=== Objective ===
The required output is the line that contains "TARGET: kimono trousers" plus every line after it in the listing below, copied exactly as it appears.

[Dataset records about object locations]
..............................
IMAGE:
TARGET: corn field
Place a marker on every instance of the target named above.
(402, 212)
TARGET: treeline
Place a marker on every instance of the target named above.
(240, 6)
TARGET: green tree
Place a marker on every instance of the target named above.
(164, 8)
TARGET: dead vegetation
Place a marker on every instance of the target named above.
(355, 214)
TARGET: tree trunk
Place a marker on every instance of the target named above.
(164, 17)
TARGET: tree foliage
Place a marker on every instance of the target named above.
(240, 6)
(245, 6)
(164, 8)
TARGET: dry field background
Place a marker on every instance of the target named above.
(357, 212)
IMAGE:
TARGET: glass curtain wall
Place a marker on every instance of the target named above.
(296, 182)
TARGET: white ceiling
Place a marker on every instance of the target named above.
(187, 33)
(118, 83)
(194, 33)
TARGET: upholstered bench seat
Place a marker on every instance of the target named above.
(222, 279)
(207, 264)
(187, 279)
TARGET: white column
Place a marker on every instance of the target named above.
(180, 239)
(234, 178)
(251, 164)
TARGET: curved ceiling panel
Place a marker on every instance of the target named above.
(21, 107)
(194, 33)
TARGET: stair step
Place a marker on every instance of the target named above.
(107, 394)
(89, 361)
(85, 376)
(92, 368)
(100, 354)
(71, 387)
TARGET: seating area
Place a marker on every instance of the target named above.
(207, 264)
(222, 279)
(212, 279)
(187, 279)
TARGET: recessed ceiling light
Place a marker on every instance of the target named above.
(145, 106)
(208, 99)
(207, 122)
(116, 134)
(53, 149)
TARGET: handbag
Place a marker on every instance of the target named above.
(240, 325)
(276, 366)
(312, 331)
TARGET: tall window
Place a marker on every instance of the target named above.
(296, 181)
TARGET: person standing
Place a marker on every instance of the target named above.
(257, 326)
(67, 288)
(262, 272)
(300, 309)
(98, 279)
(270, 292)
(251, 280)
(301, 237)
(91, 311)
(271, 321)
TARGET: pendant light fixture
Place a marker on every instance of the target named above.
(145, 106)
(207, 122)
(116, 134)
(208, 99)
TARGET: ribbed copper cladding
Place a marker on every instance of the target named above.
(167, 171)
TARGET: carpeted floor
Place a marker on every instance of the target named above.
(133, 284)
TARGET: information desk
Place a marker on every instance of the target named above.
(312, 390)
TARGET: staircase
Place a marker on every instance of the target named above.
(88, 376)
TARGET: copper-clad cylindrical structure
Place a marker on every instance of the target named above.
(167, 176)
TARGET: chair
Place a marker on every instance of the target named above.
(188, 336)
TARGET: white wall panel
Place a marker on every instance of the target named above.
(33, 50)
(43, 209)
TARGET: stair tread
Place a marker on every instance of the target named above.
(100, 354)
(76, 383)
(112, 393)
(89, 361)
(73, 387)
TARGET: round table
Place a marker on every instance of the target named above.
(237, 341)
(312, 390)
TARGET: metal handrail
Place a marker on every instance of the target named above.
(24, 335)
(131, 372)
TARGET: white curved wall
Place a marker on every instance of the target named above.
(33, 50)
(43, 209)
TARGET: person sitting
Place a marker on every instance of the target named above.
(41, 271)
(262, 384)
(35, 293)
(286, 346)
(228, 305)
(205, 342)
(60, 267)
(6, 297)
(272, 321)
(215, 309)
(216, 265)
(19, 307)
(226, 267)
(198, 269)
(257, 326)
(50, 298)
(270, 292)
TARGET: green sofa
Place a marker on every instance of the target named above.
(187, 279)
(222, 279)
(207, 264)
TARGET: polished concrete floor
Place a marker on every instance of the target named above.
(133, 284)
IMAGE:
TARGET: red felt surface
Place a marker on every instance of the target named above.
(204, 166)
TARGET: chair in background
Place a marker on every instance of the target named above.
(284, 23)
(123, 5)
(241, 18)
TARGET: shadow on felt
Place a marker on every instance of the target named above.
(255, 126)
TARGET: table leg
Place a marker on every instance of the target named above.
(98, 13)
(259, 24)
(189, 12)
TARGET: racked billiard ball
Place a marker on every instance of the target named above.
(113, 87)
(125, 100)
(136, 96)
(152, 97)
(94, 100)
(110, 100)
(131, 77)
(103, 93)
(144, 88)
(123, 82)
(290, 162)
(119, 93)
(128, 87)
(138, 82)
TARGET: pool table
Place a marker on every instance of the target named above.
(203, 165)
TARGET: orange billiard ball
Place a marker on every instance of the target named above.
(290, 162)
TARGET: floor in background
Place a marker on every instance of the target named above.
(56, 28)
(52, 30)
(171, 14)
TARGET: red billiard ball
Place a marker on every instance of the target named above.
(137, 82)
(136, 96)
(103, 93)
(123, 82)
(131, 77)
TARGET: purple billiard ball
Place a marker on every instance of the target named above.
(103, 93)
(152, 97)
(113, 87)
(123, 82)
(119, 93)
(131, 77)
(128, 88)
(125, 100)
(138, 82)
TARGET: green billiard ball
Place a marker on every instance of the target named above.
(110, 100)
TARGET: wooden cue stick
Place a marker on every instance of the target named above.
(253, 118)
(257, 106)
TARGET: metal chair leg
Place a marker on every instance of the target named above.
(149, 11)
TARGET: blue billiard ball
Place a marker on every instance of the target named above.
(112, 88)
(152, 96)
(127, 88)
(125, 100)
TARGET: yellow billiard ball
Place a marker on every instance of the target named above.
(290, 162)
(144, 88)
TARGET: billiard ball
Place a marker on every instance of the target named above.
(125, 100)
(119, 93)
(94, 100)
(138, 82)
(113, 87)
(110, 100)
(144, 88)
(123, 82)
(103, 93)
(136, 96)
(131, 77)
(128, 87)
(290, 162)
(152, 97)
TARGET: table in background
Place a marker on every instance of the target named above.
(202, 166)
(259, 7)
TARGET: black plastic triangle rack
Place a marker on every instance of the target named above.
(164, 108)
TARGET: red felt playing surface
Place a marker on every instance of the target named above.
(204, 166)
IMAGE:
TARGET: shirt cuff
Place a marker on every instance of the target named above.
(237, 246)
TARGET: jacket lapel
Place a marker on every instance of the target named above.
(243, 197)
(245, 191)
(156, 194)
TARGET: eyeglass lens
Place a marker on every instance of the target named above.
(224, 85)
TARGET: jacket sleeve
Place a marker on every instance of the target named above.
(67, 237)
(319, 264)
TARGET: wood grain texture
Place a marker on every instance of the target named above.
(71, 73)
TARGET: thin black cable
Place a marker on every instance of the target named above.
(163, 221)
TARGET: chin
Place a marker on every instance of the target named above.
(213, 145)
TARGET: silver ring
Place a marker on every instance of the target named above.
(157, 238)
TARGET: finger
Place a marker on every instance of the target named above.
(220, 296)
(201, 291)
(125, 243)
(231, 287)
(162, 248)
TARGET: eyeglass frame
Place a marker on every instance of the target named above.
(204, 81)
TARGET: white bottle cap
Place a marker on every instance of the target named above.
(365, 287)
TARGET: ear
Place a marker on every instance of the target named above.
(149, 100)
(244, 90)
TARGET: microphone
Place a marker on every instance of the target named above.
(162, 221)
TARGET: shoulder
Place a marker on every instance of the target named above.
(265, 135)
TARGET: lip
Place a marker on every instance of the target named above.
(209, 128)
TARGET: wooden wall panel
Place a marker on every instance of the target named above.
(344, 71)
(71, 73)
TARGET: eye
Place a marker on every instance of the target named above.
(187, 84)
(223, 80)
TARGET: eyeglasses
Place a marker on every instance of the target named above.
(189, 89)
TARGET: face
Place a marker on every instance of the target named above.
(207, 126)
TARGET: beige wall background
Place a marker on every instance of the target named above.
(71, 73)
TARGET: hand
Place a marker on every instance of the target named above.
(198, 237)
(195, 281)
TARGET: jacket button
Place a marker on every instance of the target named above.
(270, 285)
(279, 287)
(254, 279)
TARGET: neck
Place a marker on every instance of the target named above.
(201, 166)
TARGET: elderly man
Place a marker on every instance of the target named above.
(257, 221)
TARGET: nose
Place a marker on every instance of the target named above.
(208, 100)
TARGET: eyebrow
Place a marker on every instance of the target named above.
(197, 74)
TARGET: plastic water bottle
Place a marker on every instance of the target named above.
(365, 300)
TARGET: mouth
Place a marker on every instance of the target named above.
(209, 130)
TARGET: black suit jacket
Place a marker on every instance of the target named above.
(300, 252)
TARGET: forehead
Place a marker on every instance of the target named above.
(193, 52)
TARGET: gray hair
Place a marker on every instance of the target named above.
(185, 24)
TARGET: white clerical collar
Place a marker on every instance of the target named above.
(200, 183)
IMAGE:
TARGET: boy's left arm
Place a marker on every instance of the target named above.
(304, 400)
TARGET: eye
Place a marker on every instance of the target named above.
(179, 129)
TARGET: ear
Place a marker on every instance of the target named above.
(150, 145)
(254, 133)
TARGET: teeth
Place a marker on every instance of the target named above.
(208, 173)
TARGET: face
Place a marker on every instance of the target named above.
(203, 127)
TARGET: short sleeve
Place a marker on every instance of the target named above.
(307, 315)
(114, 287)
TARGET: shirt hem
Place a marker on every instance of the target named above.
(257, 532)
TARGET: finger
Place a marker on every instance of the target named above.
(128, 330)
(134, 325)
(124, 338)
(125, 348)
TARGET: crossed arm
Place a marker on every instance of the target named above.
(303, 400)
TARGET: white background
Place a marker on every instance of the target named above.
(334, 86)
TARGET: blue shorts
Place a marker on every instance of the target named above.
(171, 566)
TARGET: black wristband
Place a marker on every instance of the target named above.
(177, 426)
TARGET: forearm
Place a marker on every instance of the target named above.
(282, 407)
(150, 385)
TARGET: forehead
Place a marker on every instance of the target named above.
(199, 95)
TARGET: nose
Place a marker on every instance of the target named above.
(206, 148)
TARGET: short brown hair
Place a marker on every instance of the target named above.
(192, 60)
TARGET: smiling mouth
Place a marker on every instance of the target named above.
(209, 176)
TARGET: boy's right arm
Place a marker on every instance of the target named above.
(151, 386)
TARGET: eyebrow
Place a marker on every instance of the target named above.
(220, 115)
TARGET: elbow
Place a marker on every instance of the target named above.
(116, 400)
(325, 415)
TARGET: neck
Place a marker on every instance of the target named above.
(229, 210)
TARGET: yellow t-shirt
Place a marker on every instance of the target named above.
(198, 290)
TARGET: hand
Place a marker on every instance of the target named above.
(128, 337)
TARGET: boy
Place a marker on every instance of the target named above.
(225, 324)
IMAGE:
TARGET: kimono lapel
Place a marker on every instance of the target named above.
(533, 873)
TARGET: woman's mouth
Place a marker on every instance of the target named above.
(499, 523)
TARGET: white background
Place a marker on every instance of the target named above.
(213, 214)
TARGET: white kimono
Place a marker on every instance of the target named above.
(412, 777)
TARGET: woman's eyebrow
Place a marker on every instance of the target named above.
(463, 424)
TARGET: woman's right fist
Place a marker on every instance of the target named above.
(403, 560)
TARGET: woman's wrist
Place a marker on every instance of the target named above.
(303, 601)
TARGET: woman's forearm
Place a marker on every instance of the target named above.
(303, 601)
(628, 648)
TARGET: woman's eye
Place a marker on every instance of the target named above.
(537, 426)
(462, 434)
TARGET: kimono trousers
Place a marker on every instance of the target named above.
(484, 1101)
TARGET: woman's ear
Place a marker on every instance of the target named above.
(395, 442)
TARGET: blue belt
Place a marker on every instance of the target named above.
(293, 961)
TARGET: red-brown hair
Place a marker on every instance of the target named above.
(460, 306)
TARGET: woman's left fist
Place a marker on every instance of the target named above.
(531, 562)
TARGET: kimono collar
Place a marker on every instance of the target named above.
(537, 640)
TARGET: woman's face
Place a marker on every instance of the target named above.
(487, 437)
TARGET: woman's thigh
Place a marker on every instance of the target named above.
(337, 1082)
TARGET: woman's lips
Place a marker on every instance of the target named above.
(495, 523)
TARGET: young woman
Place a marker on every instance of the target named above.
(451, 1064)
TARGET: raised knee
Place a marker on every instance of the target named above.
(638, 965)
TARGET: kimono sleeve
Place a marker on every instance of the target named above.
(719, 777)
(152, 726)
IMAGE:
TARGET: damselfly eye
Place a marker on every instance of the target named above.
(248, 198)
..............................
=== In response ===
TARGET: kimono trousers
Place a marker on every instance of the target named above.
(484, 1101)
TARGET: woman's ear
Place a marker on every instance of the target named above.
(395, 442)
TARGET: blue belt
Place a marker on every instance of the target named above.
(293, 961)
TARGET: red-brown hair
Place a marker on every instance of the target named above.
(460, 306)
TARGET: woman's left fist
Place a marker on every instance of the target named above.
(531, 562)
TARGET: kimono collar
Place a marker on every instance of the target named above.
(537, 640)
TARGET: woman's face
Place a marker on every instance of the target named above.
(487, 437)
TARGET: woman's thigh
Place a marker on every instance of the target named above.
(337, 1082)
TARGET: woman's lips
Place a marker on every instance of the target named above.
(495, 523)
TARGET: young woman
Place a marker on every instance of the target named above.
(451, 1064)
TARGET: raised knee
Place a marker on every instance of the target named above.
(638, 965)
TARGET: kimono sleeve
Place a marker on every instance of the target named above.
(719, 777)
(152, 726)
IMAGE:
TARGET: damselfly eye
Place a marker on every instance of the target named above.
(248, 198)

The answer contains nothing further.